EXERCISE: Each record should reappear exactly in your answer, minus any picture.

DATASET EXTRACT:
════════

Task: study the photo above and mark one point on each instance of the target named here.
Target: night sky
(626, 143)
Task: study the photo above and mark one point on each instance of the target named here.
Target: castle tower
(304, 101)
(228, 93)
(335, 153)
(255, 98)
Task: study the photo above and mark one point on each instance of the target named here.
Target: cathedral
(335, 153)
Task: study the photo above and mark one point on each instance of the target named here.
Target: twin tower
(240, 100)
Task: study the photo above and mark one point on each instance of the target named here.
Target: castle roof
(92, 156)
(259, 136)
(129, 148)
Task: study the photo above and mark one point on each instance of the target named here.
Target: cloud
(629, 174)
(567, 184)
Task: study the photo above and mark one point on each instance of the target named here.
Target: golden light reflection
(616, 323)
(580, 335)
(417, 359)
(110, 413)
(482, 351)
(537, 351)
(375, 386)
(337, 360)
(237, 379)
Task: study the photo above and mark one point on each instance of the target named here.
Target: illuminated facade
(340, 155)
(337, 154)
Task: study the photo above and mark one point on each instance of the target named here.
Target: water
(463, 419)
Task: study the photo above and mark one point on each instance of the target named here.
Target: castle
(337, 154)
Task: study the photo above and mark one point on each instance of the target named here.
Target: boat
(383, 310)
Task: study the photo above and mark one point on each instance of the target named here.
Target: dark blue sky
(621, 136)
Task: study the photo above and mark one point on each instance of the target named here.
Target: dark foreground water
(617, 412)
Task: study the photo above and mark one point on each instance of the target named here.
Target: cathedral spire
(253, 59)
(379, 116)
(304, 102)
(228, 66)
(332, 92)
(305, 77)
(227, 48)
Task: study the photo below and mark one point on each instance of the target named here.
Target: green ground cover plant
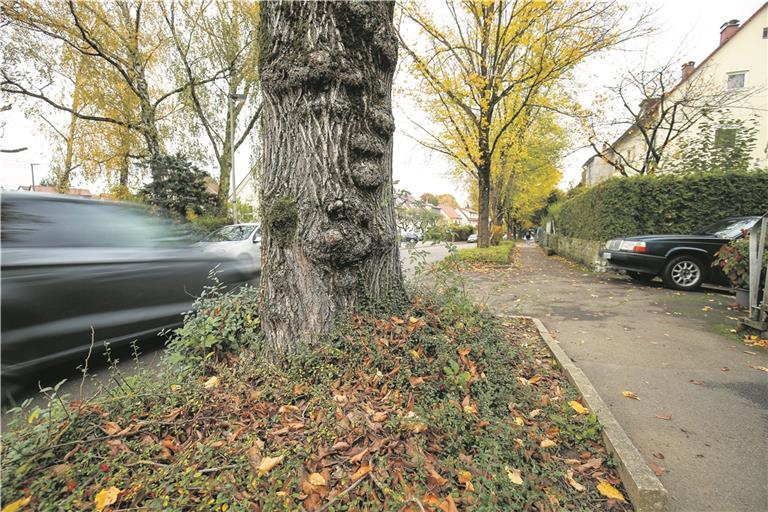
(441, 408)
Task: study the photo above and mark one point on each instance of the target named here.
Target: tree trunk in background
(329, 236)
(484, 198)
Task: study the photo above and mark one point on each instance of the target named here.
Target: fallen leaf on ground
(361, 472)
(573, 483)
(514, 475)
(317, 479)
(16, 505)
(548, 443)
(610, 491)
(268, 463)
(657, 470)
(106, 497)
(465, 477)
(436, 477)
(576, 406)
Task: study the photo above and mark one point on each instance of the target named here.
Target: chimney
(727, 29)
(687, 70)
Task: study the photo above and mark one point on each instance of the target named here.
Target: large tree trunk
(329, 236)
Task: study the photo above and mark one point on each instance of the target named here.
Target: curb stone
(646, 493)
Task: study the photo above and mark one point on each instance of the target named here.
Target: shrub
(734, 260)
(495, 255)
(219, 322)
(660, 204)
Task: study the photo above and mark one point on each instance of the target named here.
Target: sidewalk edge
(646, 493)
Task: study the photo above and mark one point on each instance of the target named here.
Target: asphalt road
(104, 371)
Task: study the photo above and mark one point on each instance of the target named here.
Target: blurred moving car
(70, 265)
(684, 261)
(240, 241)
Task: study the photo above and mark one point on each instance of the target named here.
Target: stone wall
(581, 251)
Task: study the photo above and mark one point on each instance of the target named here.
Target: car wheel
(641, 276)
(684, 273)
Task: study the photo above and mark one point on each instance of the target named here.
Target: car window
(728, 228)
(67, 223)
(231, 233)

════════

EXERCISE RESULT:
Task: study the photo above and mark one point on each instance of the target named here.
Target: night sky
(626, 143)
Task: study the photo above and mark one point on each instance of the target named here.
Target: castle tower
(304, 101)
(228, 93)
(335, 153)
(255, 98)
Task: study the photo above and mark one point on each instance of the target named here.
Target: cathedral
(335, 153)
Task: study the photo above and mark one point on each instance of the target named here.
Target: twin tower
(240, 100)
Task: study the photo above and mark one point on each instance of the target named here.
Target: castle roof
(92, 156)
(259, 136)
(129, 148)
Task: study the photo above and mark one point on each instance of the target named here.
Target: cloud
(629, 174)
(567, 184)
Task: study the photo above and mark one point on each instance of the target named here.
Target: golden light reflection
(616, 323)
(580, 335)
(417, 359)
(110, 413)
(482, 351)
(537, 351)
(375, 386)
(337, 360)
(237, 379)
Task: study the photo above and mark one point on each instance of the target named here.
Target: illuminated facade
(340, 155)
(337, 154)
Task: study the photo above and mark one point on each instance of the target named here.
Target: water
(463, 419)
Task: study the photo above and mark one point on each instance of the target named here.
Target: castle
(337, 154)
Task: study the photo above and mark one point on each instance of the target named here.
Target: boat
(383, 310)
Task: study the photo above and mark one point on each instance of the target named here.
Target: dark blue sky
(621, 136)
Task: study the photo above and mark one point on each instance of the target named here.
Target: dark foreground water
(617, 412)
Task: study the photo above and mark one point on each instance of the target named here.
Target: cathedral spire
(253, 59)
(379, 116)
(304, 102)
(228, 66)
(332, 92)
(305, 77)
(227, 48)
Task: study the photo below and mark one point on each instance of the target named here.
Target: green ground cover plant
(441, 408)
Task: study the photo above and mark one point on each instance of the target named here.
Target: tree trunk in background
(329, 236)
(484, 198)
Task: study the photo above and mark one point on each instance of the target named here.
Target: fallen leaf on ground
(361, 472)
(573, 483)
(514, 475)
(317, 479)
(16, 505)
(548, 443)
(610, 491)
(268, 463)
(657, 470)
(106, 497)
(465, 477)
(436, 477)
(576, 406)
Task: study the photo above and mark one point on each instance of the target named here.
Target: chimney
(727, 29)
(687, 70)
Task: study the photo above and mark one point on each instance of the target named here.
Target: large tree trunk
(329, 236)
Task: study the photo above and mark one point on each instance of the target named here.
Target: curb stone
(646, 493)
Task: study the photo above and mark one point on each instance of the target named here.
Target: shrub
(734, 260)
(495, 255)
(219, 322)
(660, 204)
Task: study the photo above and mark one point on each instance of the target named here.
Target: sidewalk edge
(646, 493)
Task: study the photo above and mark one point on each instance of the target named here.
Target: asphalt road
(104, 371)
Task: study the photo above and mark one point on each instance of the target named here.
Target: blurred moving car
(70, 265)
(684, 261)
(240, 241)
Task: study the photo above and mark one point on each instance of the target named here.
Target: stone wall
(581, 251)
Task: study the photo above and mark one point on each instance of the target named here.
Target: car wheel
(641, 276)
(684, 273)
Task: study the photo above and mark one point on each instance of the target named here.
Target: car window
(728, 228)
(67, 223)
(231, 233)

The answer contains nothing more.